_TASK BRIEF_. Please return the lines of the data below without any change, starting at the line that contains "Pick out every instance of the tree" and ending at the last line of the data.

_DATA ENTRIES_.

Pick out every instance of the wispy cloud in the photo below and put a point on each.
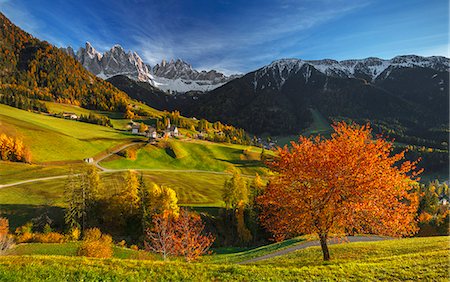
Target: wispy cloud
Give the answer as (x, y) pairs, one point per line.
(239, 36)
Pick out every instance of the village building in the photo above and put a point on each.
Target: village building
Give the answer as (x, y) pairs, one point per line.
(70, 115)
(135, 129)
(151, 133)
(171, 131)
(89, 160)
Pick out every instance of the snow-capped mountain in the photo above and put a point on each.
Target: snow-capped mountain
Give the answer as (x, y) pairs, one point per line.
(179, 76)
(370, 69)
(173, 76)
(408, 90)
(113, 62)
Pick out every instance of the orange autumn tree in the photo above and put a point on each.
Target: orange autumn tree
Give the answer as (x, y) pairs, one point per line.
(350, 183)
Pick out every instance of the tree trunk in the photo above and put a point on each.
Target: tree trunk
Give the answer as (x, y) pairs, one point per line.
(323, 244)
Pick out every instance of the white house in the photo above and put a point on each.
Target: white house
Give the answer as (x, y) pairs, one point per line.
(151, 133)
(135, 129)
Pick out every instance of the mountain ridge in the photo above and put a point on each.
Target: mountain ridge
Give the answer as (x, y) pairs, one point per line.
(174, 76)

_SOLVED PROBLEM_.
Pick out every instance of the tree trunk in the photo above and put a point on each.
Target: tree trunk
Give the answer as (x, y) pairs, one point per line.
(323, 244)
Pick out every instance of the white house in the photo above and put a point on each.
Target: white house
Give the answer as (x, y) pairs, one point per line.
(151, 133)
(135, 129)
Pick out every instance of the mountain ridge in the photo above and put a point on each.
Target: mountain ridge
Give the answer as (x, y) pairs, one point per line.
(174, 76)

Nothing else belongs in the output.